(Consigne a)
Recopiez la partie des enregistrements qui va de leur début jusqu'à la ligne contenant « [24,190,185,319] », ces deux bornes incluses, avec les consignes, en décalant de 141 chaque coordonnée des cadres dans les réponses. N'incluez pas les images.

Après ce nouveau blocage, comment peut, désormais, évoluer la situation?

Il faut remettre en perspective ces grèves. Ce n'est pas la première fois qu'il y a des hausses brutales des prix d'essence à la pompe au Nigeria. Systématiquement, cela donne lieu à des manifestations qui souvent tournent à l'émeute en raison de la brutalité de la répression de la police, qui a malheureusement pour habitude de tirer dans la foule.

Ce n'est pas à la base un mouvement émeutier qui aurait pour but de renverser le gouvernement. On n'est pas du tout dans une situation de «Printemps arabe». Le gouvernement est jeune, il vient d'être élu. Certains éditoriaux en France décrivent un pays au bord de la guerre civile, on en est très loin.

La majorité de la population soutient-elle la grève?

Une très grande majorité de la population est furieuse de voir le doublement du prix de l'essence à la pompe. Imaginez la même chose en France. Les hausses du prix de l'essence sont un vieux problème politique. Cependant c'est la première fois que l'on supprime complètement les subventions. Tous les économistes disent qu'elles étaient un contresens économique car le Nigeria, premier pays producteur de pétrole en Afrique, doit importer 80% de sa consommation en payant des produits raffinés au prix du marché.

(Consigne b)
Poursuivez l'extrait sur les grèves contre la hausse du prix de l'essence au Nigeria à partir de sa dernière phrase.

(Extraits de données)

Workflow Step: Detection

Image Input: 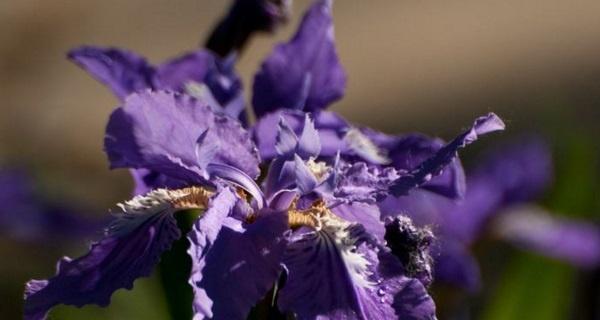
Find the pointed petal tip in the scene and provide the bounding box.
[473,112,506,135]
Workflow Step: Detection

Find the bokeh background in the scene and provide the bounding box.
[0,0,600,319]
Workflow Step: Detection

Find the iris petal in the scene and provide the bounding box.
[391,113,505,196]
[105,91,259,184]
[188,191,287,319]
[68,46,154,99]
[252,0,346,118]
[24,190,185,319]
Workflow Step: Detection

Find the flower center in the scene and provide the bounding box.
[170,187,214,209]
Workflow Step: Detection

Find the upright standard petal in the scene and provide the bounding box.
[188,189,287,319]
[104,91,259,183]
[252,0,346,118]
[390,113,505,196]
[252,110,349,160]
[68,46,154,99]
[24,189,204,319]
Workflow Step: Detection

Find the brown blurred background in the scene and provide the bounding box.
[0,0,600,318]
[0,0,600,206]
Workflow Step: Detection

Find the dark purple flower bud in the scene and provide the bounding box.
[385,216,434,286]
[205,0,292,57]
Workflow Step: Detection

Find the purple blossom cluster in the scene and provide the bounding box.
[25,0,504,319]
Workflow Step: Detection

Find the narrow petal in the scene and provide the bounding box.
[25,190,183,319]
[188,191,287,319]
[495,206,600,268]
[104,91,259,183]
[68,46,154,99]
[391,113,504,196]
[331,202,385,242]
[275,117,298,157]
[294,155,318,194]
[296,114,321,159]
[363,129,466,198]
[252,0,346,118]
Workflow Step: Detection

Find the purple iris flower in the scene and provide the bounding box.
[379,139,600,291]
[25,0,504,319]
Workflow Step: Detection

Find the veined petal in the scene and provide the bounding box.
[25,189,209,319]
[252,0,346,118]
[105,91,259,183]
[495,206,600,268]
[188,191,287,319]
[279,219,435,319]
[155,49,242,107]
[390,113,504,196]
[68,46,154,99]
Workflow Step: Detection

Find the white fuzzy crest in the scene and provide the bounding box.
[319,215,374,288]
[107,189,189,235]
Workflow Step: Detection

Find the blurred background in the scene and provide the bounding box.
[0,0,600,319]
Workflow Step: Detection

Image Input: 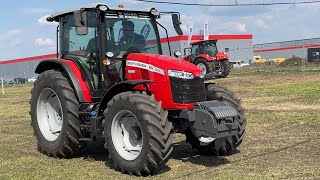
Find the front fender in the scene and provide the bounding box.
[35,59,91,103]
[98,80,154,116]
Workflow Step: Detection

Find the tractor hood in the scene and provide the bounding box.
[127,53,202,77]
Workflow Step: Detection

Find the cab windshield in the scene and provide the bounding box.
[106,16,161,58]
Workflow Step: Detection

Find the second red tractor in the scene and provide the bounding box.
[183,40,231,77]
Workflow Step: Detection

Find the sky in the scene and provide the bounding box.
[0,0,320,61]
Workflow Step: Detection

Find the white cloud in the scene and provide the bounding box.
[22,8,51,14]
[34,38,54,46]
[38,15,58,26]
[0,29,22,47]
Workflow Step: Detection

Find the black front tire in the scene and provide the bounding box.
[185,84,247,155]
[30,70,81,158]
[102,92,174,175]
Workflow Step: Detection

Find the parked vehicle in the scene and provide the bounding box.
[183,40,231,77]
[30,4,246,175]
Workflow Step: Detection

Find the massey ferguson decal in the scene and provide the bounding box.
[126,60,164,75]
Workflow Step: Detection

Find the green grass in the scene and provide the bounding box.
[0,69,320,180]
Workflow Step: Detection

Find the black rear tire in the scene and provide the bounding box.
[194,58,215,74]
[30,70,81,158]
[102,92,173,175]
[185,84,247,155]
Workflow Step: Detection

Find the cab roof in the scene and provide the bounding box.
[51,3,154,21]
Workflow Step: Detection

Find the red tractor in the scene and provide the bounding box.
[183,40,231,77]
[30,4,246,175]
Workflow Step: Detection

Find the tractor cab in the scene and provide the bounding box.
[189,40,218,59]
[183,40,231,78]
[47,4,182,99]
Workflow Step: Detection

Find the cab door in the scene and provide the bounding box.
[60,11,102,98]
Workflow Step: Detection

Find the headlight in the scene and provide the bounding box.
[168,70,194,79]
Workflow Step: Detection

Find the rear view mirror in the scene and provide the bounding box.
[74,10,88,35]
[172,14,183,36]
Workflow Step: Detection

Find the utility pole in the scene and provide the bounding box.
[1,77,4,96]
[301,42,307,72]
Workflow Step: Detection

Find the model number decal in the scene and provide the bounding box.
[126,60,164,75]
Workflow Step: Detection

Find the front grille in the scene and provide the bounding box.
[170,77,205,104]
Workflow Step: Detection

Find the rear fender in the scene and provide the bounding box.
[35,59,92,103]
[98,80,154,116]
[196,54,214,61]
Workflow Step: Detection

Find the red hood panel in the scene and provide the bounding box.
[127,53,202,77]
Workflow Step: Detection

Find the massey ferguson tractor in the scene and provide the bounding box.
[183,40,231,77]
[30,4,246,175]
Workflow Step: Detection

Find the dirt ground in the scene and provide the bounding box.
[0,72,320,179]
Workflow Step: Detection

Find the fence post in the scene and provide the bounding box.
[1,77,4,96]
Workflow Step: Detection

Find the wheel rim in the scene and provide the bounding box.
[111,110,143,161]
[197,63,207,74]
[37,88,63,141]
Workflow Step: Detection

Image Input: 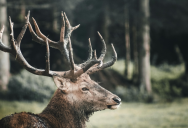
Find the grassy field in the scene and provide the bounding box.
[0,99,188,128]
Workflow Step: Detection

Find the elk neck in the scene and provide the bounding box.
[39,89,92,128]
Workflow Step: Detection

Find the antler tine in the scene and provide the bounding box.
[78,38,93,68]
[93,50,97,60]
[64,12,80,39]
[28,22,59,49]
[97,32,106,60]
[16,11,30,47]
[88,38,93,60]
[32,17,57,43]
[0,25,12,53]
[69,38,74,73]
[59,12,65,42]
[86,44,117,75]
[0,25,5,40]
[45,39,50,74]
[9,16,17,53]
[0,12,53,76]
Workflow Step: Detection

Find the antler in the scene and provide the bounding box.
[0,11,53,76]
[0,12,117,81]
[29,12,101,81]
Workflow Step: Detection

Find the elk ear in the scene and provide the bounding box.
[53,76,70,93]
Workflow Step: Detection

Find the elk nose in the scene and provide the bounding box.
[112,97,121,104]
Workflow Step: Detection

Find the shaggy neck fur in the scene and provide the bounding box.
[39,89,93,128]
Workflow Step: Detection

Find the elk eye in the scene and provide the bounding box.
[82,87,89,91]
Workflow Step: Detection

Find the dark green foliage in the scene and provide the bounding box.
[114,86,153,103]
[152,76,188,101]
[0,70,56,101]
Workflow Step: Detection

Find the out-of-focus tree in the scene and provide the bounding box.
[125,4,131,79]
[138,0,152,94]
[0,0,10,91]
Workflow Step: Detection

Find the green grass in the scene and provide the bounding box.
[0,98,188,128]
[112,60,185,82]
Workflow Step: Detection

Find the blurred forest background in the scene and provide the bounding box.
[0,0,188,127]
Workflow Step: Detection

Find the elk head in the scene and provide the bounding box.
[0,12,121,117]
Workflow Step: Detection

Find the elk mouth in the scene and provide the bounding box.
[107,104,120,110]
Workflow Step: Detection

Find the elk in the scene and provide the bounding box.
[0,12,121,128]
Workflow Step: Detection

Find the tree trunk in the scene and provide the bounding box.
[0,0,10,91]
[132,25,138,82]
[138,0,152,94]
[125,5,131,79]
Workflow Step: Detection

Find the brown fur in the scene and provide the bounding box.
[0,75,118,128]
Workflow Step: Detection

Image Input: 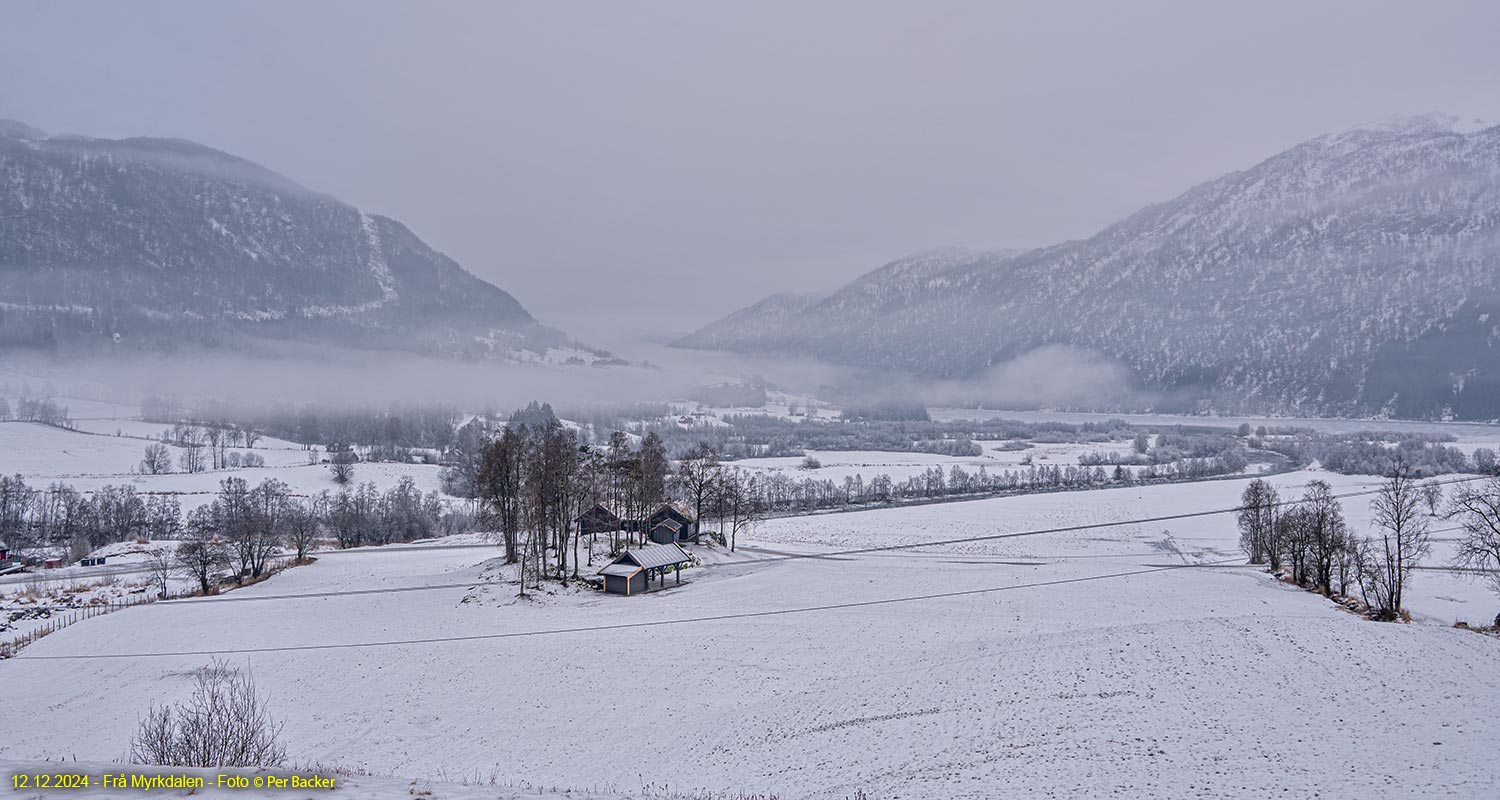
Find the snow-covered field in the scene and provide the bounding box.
[0,473,1500,800]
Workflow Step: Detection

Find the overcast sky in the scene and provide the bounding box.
[0,0,1500,340]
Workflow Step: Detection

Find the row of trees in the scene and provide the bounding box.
[0,476,183,558]
[1239,465,1430,620]
[468,408,765,591]
[1239,461,1500,624]
[0,393,72,428]
[0,476,476,573]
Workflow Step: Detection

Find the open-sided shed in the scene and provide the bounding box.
[599,543,693,594]
[578,503,626,533]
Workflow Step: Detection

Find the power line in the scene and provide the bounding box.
[17,558,1239,660]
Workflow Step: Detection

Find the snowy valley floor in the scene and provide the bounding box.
[0,473,1500,800]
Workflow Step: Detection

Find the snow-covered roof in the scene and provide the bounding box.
[605,545,690,569]
[651,503,696,522]
[599,561,641,578]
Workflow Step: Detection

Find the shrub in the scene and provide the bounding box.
[131,660,287,767]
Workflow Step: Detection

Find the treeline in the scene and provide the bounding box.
[623,414,1136,461]
[1079,429,1250,471]
[1239,465,1500,629]
[743,453,1245,513]
[0,392,74,428]
[0,476,476,564]
[141,395,468,456]
[1239,471,1442,620]
[1251,431,1496,477]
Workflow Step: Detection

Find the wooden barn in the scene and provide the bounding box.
[647,518,683,545]
[599,543,692,594]
[578,503,626,533]
[645,503,698,543]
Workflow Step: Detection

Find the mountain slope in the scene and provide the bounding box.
[681,117,1500,419]
[0,123,579,356]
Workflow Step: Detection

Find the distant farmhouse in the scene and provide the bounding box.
[576,503,699,594]
[578,503,699,545]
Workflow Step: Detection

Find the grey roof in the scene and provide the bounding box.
[606,545,692,569]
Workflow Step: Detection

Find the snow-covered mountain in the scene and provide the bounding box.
[0,122,582,357]
[680,116,1500,419]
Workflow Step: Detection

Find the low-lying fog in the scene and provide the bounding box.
[0,330,1149,411]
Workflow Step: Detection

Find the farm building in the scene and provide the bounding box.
[576,503,698,545]
[647,518,683,545]
[645,503,698,542]
[578,503,626,533]
[599,543,692,594]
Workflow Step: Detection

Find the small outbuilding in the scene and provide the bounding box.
[578,503,626,533]
[645,503,698,542]
[599,543,693,594]
[647,519,683,545]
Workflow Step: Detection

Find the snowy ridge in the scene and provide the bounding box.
[680,116,1500,419]
[0,122,570,357]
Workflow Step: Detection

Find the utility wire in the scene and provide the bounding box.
[15,558,1239,660]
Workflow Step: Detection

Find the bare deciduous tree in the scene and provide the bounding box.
[141,443,173,474]
[1422,480,1443,516]
[1239,477,1281,570]
[146,545,177,600]
[1362,461,1430,620]
[1448,477,1500,627]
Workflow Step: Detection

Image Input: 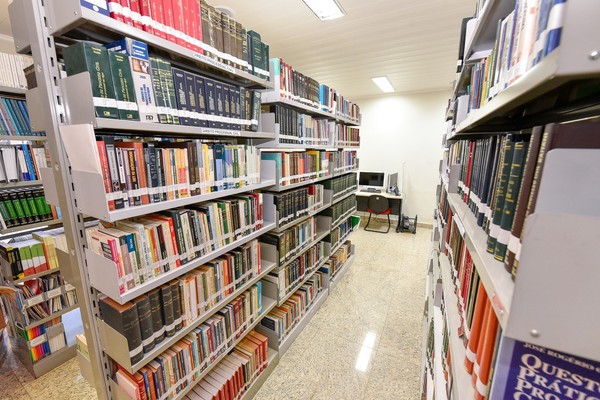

(Résultat a)
Workflow Step: Detection

Image Input: 
Find the pointed petal tip in the scene and provide the bounding box.
[614,253,647,276]
Workflow Step: Detection

Find the bokeh background in the scene and provide the bounding box.
[141,141,741,460]
Workflow Step: Detection

Find the iris petal in the scene and provide the bounding box.
[532,254,646,337]
[246,232,400,325]
[329,332,428,460]
[209,187,295,240]
[393,141,487,259]
[165,331,326,460]

(Résultat b)
Ce système révèle toute une économie mafieuse car l'importation de pétrole raffiné profite à une petite clique. De nombreux projets ont été lancés pour créer et développer les raffineries locales (Il y en a quatre actuellement, qui tournent à moins de 30% de leur capacité). Mais aucun n'a abouti.

Quelle est la marge de manœuvre du président Goodluck Jonathan?

Goodluck Jonathan est originaire d'une région pétrolifère du sud et il est accusé d'être orienté dans ses choix politiques. De fait, tous un tas de mesures misent en place par ses prédécesseurs accentuent le principe de dérivation qui permet aux régions riches gérer leurs ressources elles-mêmes. Donc les régions productrices profitent plus de la manne pétrolière.

Les subventions étaient la seule manière pour tous les Nigerians, du nord comme du sud, de bénéficier un tant soi peu de cette manne dont par ailleurs ils ne voient pas la couleur...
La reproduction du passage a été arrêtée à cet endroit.